-- DATA PROVIDED follows --

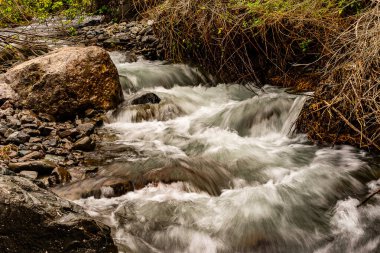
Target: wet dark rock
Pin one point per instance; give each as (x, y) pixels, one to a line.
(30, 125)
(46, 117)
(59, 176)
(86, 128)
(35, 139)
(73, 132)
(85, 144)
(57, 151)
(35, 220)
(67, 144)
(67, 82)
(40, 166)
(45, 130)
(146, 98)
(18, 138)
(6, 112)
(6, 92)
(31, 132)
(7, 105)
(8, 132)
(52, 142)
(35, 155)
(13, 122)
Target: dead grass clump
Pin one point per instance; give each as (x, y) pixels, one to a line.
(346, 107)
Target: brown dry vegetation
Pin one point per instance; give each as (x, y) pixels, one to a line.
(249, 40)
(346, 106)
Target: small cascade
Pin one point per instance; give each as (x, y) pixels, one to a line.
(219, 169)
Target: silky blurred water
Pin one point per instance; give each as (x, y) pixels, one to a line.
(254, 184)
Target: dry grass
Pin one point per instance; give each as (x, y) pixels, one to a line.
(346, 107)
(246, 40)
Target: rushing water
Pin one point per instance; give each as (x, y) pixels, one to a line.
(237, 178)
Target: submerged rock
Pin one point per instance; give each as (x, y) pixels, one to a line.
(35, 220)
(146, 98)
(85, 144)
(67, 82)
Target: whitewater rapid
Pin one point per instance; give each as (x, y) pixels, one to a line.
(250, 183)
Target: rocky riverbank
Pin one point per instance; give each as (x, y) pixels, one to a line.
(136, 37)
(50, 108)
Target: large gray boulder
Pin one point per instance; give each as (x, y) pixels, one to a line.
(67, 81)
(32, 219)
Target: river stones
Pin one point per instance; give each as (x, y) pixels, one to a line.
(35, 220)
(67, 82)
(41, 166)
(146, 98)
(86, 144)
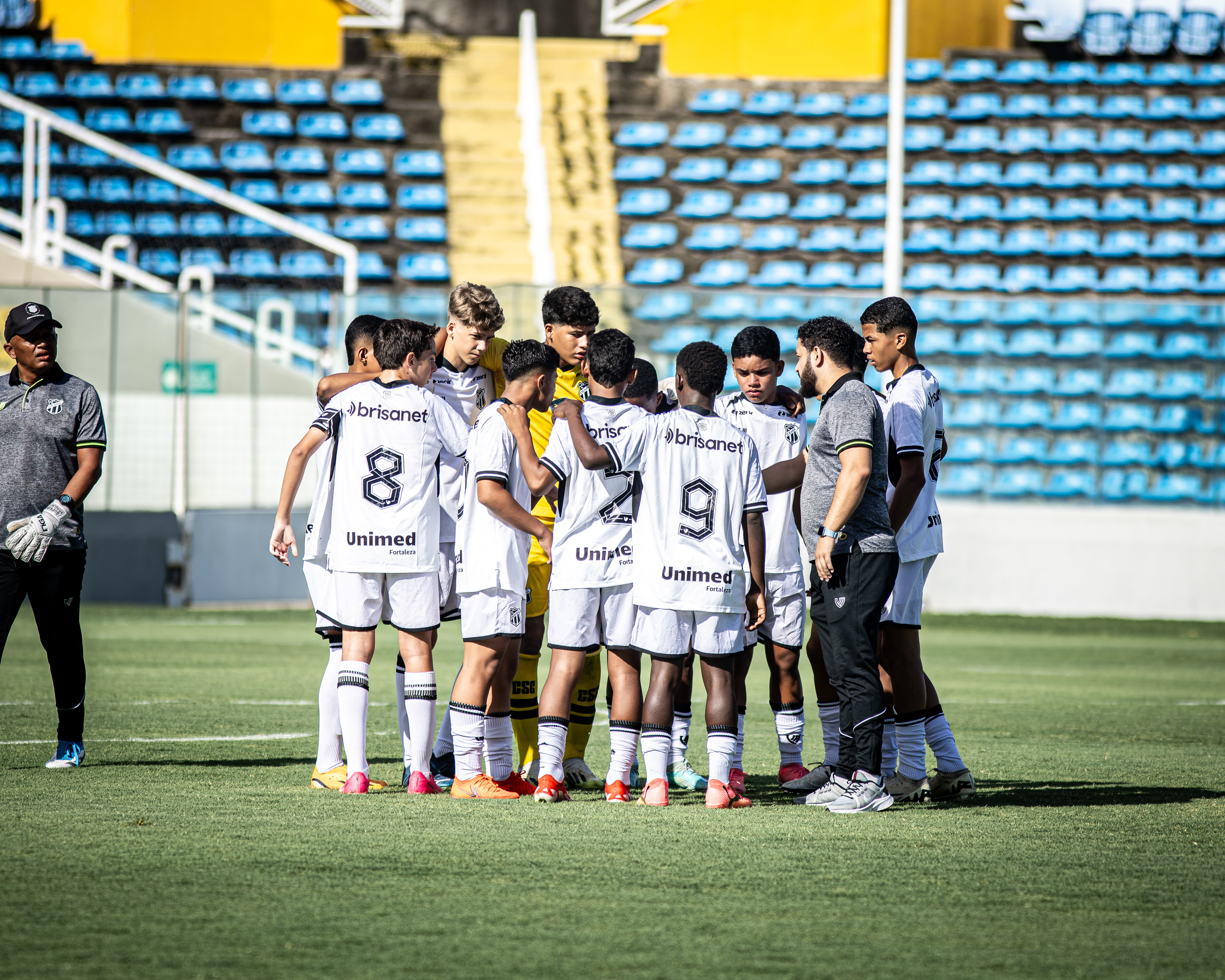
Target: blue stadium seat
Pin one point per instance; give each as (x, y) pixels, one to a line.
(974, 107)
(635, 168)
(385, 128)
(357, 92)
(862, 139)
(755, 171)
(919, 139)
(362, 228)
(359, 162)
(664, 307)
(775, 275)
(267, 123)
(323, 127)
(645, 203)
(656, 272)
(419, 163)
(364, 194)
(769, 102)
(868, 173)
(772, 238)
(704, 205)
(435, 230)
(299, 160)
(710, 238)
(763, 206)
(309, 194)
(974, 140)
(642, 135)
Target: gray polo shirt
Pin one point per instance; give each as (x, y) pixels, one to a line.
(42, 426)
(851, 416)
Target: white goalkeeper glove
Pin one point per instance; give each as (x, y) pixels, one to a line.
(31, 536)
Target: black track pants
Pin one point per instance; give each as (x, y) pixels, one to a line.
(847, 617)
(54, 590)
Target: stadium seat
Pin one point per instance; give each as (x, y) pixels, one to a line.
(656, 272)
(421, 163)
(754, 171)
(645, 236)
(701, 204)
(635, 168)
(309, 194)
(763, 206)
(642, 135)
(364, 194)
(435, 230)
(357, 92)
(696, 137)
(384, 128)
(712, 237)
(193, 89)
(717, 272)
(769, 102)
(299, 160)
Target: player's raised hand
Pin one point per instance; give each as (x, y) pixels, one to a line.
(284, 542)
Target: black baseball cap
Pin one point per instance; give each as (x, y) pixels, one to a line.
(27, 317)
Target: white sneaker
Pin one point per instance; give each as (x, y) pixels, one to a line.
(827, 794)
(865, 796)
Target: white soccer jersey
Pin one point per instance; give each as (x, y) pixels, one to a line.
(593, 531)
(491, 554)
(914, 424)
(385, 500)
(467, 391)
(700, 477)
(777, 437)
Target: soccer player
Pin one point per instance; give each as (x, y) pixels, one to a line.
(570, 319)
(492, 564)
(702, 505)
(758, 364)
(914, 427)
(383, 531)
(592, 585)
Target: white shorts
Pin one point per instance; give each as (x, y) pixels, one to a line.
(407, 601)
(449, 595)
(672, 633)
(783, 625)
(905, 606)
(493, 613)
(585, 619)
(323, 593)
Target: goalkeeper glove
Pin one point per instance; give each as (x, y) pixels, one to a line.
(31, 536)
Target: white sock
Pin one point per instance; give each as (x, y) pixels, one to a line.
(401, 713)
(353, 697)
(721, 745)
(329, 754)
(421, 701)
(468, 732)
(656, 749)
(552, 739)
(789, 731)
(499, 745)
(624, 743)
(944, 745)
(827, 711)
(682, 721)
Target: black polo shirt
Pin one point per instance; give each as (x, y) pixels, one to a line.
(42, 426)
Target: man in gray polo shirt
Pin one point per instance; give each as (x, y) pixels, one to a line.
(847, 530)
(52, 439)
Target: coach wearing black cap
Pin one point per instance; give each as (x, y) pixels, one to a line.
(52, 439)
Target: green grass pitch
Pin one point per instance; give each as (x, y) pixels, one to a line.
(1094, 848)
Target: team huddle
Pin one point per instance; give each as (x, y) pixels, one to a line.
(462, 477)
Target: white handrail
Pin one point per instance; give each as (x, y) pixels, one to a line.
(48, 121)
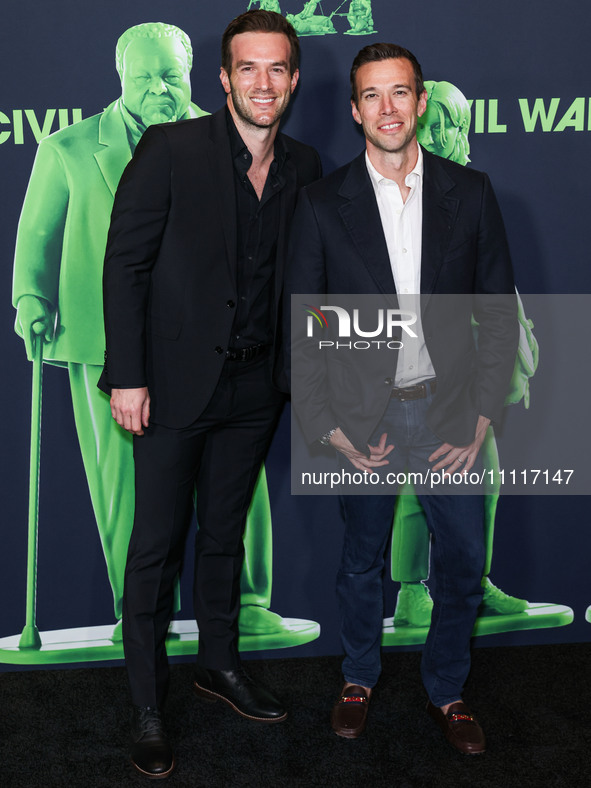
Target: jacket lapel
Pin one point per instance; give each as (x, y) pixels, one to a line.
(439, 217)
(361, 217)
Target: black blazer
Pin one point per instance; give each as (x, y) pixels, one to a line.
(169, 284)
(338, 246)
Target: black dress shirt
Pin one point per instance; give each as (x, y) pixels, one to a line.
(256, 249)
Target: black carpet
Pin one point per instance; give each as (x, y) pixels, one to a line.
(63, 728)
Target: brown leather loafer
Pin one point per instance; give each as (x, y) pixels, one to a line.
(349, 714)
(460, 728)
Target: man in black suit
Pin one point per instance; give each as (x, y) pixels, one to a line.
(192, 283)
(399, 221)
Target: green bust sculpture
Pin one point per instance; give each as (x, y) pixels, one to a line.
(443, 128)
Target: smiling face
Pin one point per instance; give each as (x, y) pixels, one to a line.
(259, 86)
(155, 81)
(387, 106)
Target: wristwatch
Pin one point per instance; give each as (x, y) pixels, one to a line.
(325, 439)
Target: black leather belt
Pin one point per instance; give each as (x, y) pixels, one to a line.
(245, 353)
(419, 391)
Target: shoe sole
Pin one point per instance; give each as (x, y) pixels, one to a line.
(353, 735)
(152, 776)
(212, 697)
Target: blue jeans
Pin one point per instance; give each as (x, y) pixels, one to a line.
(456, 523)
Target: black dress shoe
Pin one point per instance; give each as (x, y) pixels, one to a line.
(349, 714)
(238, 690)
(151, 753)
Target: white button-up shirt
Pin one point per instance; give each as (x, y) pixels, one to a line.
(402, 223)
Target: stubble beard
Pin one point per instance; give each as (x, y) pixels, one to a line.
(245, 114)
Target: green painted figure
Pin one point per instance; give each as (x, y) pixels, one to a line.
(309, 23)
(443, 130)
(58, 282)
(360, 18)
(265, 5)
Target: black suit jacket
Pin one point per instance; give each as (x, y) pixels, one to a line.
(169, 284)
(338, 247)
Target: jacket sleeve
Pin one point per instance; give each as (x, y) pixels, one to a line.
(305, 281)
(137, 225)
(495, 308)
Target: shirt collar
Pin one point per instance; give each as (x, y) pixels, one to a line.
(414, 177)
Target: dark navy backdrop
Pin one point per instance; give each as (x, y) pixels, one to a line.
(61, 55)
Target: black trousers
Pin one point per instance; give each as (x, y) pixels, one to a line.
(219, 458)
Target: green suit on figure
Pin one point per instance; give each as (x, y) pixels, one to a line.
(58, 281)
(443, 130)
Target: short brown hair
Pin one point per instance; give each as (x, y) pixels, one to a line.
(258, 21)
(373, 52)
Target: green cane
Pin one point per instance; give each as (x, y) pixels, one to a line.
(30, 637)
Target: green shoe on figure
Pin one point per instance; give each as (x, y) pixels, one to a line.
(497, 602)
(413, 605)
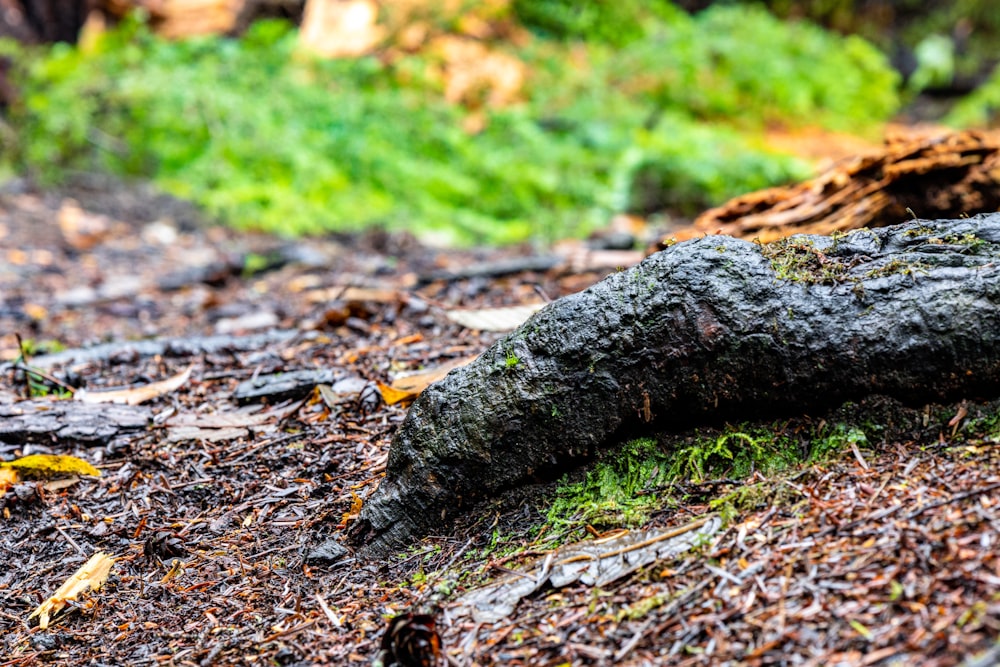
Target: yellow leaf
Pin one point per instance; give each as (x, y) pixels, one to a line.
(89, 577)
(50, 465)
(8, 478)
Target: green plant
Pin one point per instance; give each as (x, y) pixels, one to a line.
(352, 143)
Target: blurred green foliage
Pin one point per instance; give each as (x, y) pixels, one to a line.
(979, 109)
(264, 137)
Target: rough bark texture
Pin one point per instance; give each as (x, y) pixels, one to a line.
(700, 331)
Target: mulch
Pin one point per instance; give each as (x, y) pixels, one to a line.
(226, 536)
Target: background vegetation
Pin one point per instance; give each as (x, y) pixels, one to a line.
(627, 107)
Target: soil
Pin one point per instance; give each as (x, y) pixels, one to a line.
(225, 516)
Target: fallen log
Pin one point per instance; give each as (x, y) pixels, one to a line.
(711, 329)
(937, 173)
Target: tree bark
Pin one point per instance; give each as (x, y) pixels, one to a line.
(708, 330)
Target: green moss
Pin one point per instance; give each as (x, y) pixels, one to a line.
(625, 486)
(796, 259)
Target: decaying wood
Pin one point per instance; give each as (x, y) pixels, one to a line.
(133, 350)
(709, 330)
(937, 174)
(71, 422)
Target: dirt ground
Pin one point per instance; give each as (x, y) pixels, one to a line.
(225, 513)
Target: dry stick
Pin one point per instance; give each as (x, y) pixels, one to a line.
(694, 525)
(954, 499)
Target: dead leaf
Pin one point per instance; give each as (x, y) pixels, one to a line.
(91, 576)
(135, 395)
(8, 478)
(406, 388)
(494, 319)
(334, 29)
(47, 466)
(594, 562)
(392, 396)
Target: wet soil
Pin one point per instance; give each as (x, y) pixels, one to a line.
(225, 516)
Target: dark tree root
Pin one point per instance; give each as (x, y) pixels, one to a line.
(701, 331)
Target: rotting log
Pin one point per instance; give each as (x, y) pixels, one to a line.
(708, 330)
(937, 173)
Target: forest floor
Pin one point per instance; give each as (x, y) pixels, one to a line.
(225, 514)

-- DATA PROVIDED concluded --

Give back exactly the lines above that run from the one with "Target: white shorts" to the one with "Target: black dress shirt", including both, with the pictures left out.

Target: white shorts
Pin one point per instance; give each as (x, y) pixels, one to a line.
(407, 601)
(449, 595)
(672, 633)
(783, 625)
(905, 606)
(493, 613)
(585, 619)
(323, 593)
Target: goalkeeper glove
Pin one point per instance; give each as (x, y) pixels, one to a line.
(31, 536)
Target: white sock
Pin one point per instance; give each as (x, y) pixels, one to a line.
(401, 713)
(353, 697)
(721, 745)
(329, 754)
(421, 701)
(468, 732)
(656, 749)
(552, 739)
(789, 731)
(499, 745)
(624, 743)
(944, 745)
(827, 711)
(682, 721)
Target: black polo shirt
Pin one point per instance; give each as (x, y) pixels, one to a line.
(42, 426)
Target: man in gray polo shirt
Pin one point per instance; give each as (x, y) pixels, one to a line.
(847, 530)
(52, 439)
Target: coach wearing black cap
Pin one point per instance; give each as (x, y) pixels, one to a line.
(52, 439)
Target: green grass pitch
Pin one point per instance; give each as (x, y) pixels, one to a line.
(1094, 848)
Target: team huddle
Pin one point per instance; give each as (x, y) pixels, one to a line.
(462, 477)
Target: white handrail
Pin one point per instance; give each as (x, y) pixels, one to a line.
(48, 121)
Target: jacket lapel
Pin one point per instance; give each as (x, y) pixels, one to a line.
(439, 217)
(361, 217)
Target: black blazer
Pin one point per instance; give each as (x, y) pixels, one to a line.
(169, 284)
(338, 246)
Target: black dress shirt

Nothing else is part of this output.